[Extracted items]
_ _ _

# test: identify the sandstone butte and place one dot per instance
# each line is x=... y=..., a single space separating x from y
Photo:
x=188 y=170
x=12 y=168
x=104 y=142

_ _ _

### [Description of the task]
Rewrite the items above, replacing "sandstone butte" with "limestone mesa" and leaving everything else unchanged.

### [Answer to this problem]
# test: identify the limestone mesa and place one dot per instance
# each line is x=... y=..., a single space separating x from y
Photo:
x=188 y=170
x=12 y=168
x=104 y=142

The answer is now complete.